───── Material provided ─────
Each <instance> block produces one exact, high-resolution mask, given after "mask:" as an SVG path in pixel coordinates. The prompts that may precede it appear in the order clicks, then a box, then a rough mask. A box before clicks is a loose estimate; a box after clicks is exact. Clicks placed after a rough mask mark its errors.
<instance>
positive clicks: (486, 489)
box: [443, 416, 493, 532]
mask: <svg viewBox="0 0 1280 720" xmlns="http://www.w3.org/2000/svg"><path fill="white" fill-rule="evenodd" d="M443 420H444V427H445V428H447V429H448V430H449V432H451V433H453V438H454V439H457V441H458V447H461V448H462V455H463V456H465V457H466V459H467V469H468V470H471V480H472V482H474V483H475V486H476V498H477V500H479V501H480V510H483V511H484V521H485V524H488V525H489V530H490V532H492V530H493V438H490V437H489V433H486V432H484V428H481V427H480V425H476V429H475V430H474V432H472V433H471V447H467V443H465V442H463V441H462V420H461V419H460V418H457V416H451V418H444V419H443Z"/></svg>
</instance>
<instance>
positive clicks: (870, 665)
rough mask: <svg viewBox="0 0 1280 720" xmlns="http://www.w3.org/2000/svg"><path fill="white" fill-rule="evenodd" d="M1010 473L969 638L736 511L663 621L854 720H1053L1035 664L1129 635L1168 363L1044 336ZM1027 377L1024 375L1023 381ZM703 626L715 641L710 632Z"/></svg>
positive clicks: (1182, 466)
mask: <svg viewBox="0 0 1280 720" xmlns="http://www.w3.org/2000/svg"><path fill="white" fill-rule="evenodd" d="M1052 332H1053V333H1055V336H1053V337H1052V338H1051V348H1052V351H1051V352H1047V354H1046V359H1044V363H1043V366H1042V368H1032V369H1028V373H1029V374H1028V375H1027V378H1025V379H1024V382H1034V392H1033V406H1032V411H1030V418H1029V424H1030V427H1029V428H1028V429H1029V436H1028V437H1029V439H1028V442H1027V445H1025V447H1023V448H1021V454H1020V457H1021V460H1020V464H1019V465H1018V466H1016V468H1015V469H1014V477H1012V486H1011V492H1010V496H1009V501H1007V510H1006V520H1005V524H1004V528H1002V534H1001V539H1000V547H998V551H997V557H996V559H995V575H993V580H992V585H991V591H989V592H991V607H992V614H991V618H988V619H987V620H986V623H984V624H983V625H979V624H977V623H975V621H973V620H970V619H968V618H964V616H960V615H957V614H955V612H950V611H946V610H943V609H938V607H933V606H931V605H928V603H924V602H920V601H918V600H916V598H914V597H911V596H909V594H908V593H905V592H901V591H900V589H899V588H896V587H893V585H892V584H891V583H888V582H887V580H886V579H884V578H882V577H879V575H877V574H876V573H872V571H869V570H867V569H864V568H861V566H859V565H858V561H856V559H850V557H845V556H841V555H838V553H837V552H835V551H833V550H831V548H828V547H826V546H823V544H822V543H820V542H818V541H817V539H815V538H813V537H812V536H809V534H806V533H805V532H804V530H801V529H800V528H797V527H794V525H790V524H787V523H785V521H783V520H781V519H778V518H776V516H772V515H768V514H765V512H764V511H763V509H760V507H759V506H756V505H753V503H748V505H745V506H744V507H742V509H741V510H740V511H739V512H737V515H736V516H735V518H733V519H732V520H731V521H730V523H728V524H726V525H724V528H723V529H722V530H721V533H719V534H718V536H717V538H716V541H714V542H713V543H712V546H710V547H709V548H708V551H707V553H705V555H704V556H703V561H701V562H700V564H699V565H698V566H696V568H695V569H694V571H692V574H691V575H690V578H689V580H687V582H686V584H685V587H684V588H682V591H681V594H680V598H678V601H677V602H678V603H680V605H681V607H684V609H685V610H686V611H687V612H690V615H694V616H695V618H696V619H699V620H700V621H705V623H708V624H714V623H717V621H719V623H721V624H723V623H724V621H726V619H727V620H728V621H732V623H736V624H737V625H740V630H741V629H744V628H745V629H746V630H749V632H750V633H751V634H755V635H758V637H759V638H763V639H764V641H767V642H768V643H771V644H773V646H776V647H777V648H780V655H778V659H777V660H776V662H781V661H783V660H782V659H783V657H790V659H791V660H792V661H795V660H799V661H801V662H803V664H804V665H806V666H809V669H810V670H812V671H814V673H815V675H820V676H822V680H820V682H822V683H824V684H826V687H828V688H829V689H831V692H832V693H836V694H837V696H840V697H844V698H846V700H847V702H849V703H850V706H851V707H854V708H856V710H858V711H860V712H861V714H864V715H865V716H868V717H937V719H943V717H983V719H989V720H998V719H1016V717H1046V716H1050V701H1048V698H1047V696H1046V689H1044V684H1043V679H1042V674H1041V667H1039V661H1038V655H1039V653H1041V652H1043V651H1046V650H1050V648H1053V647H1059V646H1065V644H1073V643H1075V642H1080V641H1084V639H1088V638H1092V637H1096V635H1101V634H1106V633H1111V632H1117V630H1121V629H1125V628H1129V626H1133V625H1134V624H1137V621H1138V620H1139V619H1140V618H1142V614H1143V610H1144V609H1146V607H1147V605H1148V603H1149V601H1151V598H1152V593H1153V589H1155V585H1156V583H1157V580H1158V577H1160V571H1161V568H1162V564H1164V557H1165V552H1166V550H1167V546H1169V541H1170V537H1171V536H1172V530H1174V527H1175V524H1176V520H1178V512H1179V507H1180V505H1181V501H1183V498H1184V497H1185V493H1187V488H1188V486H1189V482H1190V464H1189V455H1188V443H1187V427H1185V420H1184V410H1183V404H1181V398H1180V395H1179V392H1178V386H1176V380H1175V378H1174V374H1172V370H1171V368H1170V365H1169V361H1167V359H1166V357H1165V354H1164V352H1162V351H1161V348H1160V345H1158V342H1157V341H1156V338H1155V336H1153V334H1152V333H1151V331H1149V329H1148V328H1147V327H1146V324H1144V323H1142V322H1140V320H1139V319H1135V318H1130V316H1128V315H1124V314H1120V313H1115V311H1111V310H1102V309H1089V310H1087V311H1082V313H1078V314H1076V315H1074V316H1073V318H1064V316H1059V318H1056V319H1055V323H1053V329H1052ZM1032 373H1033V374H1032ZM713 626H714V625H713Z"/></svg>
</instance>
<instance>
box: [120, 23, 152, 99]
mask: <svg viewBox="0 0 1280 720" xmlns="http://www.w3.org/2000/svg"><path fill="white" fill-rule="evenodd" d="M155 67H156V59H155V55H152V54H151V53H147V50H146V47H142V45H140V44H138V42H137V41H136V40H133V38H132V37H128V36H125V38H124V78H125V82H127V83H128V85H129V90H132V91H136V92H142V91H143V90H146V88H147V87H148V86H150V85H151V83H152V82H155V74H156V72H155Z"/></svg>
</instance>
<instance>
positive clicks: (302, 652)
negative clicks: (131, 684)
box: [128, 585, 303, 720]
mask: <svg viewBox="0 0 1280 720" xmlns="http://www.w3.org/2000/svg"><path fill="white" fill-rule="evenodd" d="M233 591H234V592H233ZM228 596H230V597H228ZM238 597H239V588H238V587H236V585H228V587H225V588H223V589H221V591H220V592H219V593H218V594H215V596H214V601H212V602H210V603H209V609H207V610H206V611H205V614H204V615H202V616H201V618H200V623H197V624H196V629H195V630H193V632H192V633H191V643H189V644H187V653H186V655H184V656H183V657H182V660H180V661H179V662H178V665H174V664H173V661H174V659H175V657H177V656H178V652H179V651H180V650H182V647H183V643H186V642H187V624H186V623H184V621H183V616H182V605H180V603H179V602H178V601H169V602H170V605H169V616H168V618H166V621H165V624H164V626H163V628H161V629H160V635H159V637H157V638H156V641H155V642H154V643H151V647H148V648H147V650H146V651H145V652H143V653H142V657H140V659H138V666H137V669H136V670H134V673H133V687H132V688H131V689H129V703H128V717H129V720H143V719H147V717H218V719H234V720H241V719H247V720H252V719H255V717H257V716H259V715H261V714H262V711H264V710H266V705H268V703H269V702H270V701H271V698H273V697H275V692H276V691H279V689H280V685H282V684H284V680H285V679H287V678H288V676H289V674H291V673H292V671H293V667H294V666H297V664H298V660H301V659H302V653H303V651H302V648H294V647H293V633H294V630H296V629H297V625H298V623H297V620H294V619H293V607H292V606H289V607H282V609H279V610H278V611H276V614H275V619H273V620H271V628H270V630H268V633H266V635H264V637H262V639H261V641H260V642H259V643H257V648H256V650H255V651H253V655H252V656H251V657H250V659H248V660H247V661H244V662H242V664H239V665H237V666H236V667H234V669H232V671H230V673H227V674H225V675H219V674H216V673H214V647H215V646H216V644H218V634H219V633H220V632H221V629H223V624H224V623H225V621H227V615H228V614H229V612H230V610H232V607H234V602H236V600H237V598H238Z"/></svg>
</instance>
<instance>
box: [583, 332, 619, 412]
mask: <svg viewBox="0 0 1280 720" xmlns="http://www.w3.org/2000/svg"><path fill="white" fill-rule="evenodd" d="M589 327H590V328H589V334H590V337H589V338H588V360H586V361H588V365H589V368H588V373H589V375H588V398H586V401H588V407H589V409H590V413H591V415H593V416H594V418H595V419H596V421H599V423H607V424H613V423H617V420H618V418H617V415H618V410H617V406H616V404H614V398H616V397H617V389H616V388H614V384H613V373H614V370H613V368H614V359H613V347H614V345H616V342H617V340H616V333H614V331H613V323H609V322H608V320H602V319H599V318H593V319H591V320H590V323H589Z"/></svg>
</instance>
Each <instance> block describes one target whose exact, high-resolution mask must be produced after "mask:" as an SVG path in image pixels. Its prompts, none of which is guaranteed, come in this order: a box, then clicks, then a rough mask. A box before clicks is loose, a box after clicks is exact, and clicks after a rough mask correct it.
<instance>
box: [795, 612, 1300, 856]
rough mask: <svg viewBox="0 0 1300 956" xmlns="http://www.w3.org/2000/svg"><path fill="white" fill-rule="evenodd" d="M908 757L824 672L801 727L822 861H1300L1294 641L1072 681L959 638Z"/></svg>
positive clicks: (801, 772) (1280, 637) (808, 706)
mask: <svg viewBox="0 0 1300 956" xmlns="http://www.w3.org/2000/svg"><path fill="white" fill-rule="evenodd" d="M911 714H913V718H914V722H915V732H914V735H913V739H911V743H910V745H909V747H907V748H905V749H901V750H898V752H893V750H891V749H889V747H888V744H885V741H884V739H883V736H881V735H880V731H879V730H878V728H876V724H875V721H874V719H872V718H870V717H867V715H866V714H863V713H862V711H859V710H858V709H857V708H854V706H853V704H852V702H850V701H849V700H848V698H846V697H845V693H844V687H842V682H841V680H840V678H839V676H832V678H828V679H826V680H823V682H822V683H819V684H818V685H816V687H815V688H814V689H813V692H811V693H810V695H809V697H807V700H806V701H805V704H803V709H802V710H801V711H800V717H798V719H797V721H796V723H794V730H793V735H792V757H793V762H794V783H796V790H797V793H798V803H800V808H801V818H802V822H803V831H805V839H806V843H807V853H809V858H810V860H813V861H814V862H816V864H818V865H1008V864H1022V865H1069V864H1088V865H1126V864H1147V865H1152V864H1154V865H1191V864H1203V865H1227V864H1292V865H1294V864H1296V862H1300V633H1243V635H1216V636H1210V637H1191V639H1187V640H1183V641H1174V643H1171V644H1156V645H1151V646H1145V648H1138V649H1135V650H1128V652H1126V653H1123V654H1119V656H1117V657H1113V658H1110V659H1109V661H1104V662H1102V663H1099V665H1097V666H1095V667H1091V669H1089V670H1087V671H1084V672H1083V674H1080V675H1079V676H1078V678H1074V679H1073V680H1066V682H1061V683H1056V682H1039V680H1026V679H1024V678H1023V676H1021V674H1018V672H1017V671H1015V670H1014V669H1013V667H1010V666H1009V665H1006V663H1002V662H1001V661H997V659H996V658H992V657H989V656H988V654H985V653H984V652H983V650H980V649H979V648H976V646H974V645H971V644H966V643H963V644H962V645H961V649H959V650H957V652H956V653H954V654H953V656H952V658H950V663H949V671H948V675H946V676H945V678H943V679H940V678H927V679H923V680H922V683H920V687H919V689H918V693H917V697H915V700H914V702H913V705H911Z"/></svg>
─────
• **Aim of the task**
In the entries from the very start through the line containing "box: [443, 416, 493, 532]", swap "rough mask" for "coarse mask". Reproduce only those lines and leave everything else untouched.

• **Solution to the problem**
Each <instance> block produces one exact, high-resolution mask, given after "mask:" as an SVG path in pixel coordinates. The prompts that may precede it appear in the order clicks, then a box, then a coarse mask. A box before clicks is a loose estimate; a box after clicks is exact. Clicks placed after a coarse mask mark its errors.
<instance>
positive clicks: (486, 489)
box: [443, 416, 493, 532]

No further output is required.